## Exercise task
Find the line that contains "Could you point out the white cloud" and print it and every line after it, exactly, please.

## Exercise data
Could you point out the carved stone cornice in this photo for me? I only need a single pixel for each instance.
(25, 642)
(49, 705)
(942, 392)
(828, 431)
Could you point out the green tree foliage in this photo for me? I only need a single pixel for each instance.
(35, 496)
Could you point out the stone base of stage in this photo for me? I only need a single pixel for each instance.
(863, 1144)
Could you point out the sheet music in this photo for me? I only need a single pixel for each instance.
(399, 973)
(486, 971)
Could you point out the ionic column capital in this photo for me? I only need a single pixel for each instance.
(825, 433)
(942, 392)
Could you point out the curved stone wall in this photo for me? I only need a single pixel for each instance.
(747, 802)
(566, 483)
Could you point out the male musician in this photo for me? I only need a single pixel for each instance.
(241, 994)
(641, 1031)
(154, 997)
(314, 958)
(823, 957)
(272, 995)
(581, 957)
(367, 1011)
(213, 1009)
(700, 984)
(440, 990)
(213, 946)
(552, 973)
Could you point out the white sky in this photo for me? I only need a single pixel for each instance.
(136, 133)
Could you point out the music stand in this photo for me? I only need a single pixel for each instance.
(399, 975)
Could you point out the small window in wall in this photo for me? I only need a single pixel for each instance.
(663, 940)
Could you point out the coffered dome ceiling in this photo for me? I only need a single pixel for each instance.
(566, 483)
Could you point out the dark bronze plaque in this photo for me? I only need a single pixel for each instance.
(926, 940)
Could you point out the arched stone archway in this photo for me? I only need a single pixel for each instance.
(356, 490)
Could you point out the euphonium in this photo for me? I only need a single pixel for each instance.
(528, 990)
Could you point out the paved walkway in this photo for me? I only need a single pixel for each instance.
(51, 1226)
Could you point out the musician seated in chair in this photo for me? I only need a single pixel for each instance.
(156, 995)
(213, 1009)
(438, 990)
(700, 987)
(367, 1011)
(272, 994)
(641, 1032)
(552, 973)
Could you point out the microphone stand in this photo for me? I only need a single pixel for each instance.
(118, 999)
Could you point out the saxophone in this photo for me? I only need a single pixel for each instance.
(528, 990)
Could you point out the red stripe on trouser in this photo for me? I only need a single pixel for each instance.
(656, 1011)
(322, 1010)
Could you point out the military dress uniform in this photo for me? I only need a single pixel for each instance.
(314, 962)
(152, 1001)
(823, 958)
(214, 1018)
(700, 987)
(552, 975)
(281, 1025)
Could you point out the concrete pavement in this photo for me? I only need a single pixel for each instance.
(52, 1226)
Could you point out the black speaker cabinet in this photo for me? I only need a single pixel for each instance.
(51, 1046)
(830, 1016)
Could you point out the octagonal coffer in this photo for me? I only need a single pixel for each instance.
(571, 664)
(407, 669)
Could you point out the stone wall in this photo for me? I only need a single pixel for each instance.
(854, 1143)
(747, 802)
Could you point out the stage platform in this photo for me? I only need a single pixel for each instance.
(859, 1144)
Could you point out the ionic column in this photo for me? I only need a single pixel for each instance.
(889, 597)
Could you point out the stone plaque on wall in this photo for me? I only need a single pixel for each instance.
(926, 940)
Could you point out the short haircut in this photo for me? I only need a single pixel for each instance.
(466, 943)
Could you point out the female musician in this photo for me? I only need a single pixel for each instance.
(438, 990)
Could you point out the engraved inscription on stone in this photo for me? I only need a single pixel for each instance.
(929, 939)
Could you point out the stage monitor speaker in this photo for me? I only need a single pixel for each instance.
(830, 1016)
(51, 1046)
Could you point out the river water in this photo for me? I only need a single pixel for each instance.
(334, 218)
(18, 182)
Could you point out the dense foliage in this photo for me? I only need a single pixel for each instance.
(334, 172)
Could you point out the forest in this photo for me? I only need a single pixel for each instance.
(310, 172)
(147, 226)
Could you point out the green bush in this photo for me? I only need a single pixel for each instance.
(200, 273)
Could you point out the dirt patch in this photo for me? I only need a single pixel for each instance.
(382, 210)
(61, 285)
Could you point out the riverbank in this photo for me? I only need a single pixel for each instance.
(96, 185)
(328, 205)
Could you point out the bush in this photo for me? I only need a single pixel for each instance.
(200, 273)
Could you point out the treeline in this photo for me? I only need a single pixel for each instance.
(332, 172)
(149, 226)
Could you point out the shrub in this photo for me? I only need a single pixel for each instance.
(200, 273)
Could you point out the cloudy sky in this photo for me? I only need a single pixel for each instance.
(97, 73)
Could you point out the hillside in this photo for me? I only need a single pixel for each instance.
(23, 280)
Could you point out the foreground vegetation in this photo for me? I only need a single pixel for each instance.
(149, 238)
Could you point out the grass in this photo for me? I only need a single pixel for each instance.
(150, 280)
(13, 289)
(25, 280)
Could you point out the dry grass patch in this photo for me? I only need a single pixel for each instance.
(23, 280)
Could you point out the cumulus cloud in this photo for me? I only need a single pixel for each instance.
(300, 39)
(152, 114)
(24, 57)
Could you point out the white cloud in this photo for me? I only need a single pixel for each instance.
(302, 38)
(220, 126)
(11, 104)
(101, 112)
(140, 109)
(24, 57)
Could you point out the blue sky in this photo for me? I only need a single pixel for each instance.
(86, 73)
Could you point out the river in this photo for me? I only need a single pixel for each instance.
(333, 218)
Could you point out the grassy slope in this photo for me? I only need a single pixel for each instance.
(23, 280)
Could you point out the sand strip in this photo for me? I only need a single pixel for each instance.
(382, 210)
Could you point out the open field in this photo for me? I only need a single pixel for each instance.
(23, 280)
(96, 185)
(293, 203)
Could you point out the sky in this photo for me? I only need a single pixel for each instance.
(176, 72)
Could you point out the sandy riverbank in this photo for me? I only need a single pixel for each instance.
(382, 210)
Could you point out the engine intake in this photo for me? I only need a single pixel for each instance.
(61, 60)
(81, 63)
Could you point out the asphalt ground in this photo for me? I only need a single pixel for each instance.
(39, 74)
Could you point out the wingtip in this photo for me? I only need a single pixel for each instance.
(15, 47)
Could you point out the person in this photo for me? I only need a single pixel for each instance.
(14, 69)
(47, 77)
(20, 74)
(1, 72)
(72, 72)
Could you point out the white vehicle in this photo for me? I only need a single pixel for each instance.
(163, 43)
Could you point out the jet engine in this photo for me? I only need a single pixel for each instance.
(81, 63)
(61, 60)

## Reply to the exercise
Could you point out the white cloud in this photo for me? I only need a single pixel for each instance.
(302, 38)
(220, 126)
(11, 104)
(101, 112)
(140, 109)
(24, 57)
Could you point out the blue sky in this photo for me? I only need a single pixel for each instance.
(86, 73)
Could you point out the river in this photo for me? I only need a single pixel for each instance.
(333, 218)
Could you point out the grassy slope in this photo for me? I only need a single pixel for each instance.
(23, 280)
Could you point out the sand strip in this photo for me? I only need a single pixel for each instance.
(382, 210)
Could you point out the open field in this photo for me? I only need a single pixel for each instance.
(23, 280)
(96, 185)
(293, 203)
Could you point out the sky in this photo for me? I only need a single pixel for each instance.
(176, 72)
Could you point out the sandy riverbank in this photo for me? I only need a single pixel for each instance.
(382, 210)
Could you point out the engine intake in this photo for me? I only need a single pixel for each instance.
(61, 60)
(81, 63)
Could you point out the asphalt ground in this photo for me? I only need a single pixel for each instance.
(39, 74)
Could you point out the wingtip in this photo for me? I only need a single pixel for each instance.
(15, 47)
Could you point out the person in this photo for me? I only need a single pixel for each instance.
(14, 69)
(47, 77)
(20, 74)
(1, 72)
(72, 72)
Could you point out the white vehicle in this photo for me? I only need a single pixel for each instance.
(163, 43)
Could you point out the jet engine in this photo for me? I only need a single pixel for each instance.
(81, 63)
(61, 60)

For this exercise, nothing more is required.